== GIVEN RECORDS ==
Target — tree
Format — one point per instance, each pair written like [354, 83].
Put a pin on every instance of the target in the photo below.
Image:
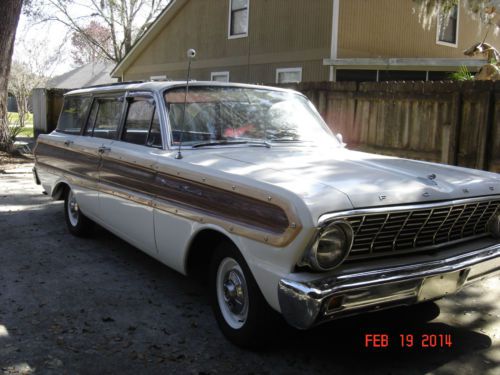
[9, 18]
[126, 20]
[85, 52]
[488, 11]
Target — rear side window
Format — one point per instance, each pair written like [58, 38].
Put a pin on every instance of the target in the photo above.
[142, 126]
[105, 117]
[73, 114]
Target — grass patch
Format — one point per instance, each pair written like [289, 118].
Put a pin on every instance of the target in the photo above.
[27, 131]
[14, 119]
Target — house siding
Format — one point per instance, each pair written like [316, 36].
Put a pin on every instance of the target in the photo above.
[391, 28]
[295, 41]
[289, 34]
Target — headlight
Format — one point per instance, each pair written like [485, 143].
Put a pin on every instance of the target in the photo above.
[494, 225]
[331, 246]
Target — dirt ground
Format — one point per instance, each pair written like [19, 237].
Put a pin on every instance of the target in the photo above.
[100, 306]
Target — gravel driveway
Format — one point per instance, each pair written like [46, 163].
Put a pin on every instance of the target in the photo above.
[100, 306]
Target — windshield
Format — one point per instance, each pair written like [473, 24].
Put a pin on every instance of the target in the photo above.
[226, 115]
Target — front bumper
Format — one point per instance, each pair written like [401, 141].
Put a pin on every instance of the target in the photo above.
[308, 303]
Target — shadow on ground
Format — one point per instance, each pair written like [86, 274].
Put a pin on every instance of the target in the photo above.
[99, 305]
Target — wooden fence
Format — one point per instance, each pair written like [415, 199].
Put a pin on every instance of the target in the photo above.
[449, 122]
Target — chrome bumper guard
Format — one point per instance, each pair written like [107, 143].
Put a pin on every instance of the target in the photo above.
[305, 304]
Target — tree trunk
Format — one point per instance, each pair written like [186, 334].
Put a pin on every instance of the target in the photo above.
[9, 18]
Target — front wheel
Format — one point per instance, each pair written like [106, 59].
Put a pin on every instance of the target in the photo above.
[241, 311]
[78, 224]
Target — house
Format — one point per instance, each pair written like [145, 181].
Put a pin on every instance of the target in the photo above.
[86, 75]
[281, 41]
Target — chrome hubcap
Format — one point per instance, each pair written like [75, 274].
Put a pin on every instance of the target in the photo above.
[73, 209]
[232, 293]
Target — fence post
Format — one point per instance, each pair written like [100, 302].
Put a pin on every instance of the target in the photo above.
[455, 128]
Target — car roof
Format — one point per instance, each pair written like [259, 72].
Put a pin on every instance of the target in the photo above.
[160, 86]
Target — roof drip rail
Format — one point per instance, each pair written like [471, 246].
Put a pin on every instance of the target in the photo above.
[113, 84]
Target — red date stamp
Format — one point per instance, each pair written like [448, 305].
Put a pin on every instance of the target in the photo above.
[408, 340]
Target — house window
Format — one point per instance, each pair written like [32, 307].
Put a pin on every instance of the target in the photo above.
[447, 27]
[288, 75]
[219, 76]
[238, 18]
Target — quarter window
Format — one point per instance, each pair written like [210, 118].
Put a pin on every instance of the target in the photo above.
[238, 18]
[104, 118]
[447, 27]
[142, 125]
[73, 114]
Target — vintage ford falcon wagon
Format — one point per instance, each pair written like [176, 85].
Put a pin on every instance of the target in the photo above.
[248, 185]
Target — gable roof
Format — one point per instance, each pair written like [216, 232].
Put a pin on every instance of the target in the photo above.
[85, 75]
[166, 15]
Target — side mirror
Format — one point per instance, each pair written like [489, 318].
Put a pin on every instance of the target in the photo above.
[340, 139]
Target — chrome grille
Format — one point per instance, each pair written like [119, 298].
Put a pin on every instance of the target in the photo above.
[419, 229]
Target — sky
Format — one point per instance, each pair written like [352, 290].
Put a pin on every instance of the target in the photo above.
[39, 43]
[45, 42]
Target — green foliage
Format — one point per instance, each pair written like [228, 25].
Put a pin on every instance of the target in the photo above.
[462, 74]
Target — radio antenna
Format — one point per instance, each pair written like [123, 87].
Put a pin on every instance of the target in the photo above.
[191, 54]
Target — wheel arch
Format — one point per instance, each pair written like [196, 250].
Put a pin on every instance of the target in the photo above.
[201, 249]
[59, 191]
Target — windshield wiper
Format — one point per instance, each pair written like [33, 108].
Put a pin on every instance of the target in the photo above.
[218, 143]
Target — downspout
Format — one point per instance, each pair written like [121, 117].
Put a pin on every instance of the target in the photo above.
[334, 37]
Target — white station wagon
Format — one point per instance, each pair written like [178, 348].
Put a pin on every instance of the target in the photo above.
[248, 185]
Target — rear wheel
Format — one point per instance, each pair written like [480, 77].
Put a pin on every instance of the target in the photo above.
[239, 307]
[78, 224]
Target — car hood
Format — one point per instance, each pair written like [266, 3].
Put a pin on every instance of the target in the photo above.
[320, 176]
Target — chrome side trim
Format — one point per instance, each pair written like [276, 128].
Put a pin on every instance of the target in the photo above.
[303, 303]
[381, 210]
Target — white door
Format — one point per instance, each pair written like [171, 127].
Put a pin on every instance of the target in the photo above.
[127, 175]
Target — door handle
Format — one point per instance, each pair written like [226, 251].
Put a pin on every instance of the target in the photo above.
[103, 149]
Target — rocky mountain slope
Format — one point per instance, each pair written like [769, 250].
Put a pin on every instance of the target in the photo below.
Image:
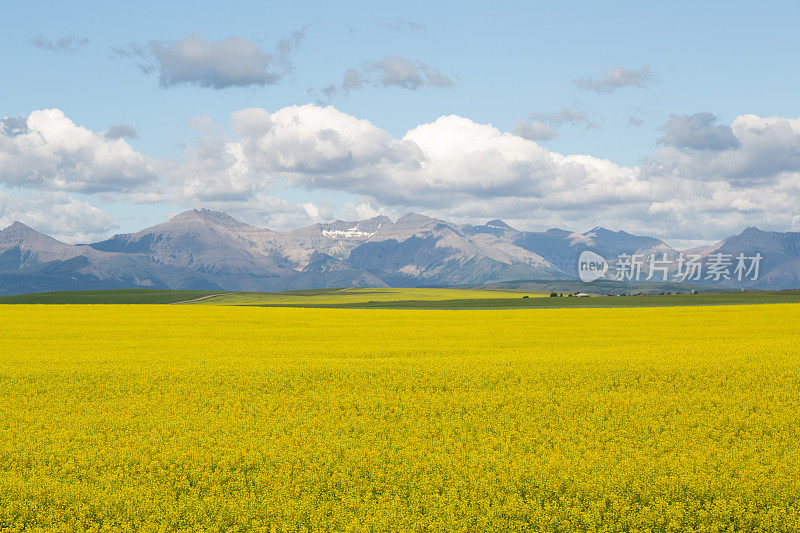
[202, 249]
===
Copy the listing from the line holding "Target — white door" through the end of the listing, inclusive, swapping "Put a pin on" for "Place a marker on" and changing nothing else. Leave the pictures out of your copy.

Target — white door
Format — one point per instance, each pair written like [171, 127].
Place a marker on every instance of the target in the photo above.
[127, 175]
Target — door handle
Format — one point per instance, each pair written like [226, 251].
Place a marker on every instance of the target in the photo above.
[103, 149]
Target — rocky mountain slope
Format — one point per instance, each pair written like [769, 250].
Place a marker on every instance of the target in the photo below.
Image:
[202, 249]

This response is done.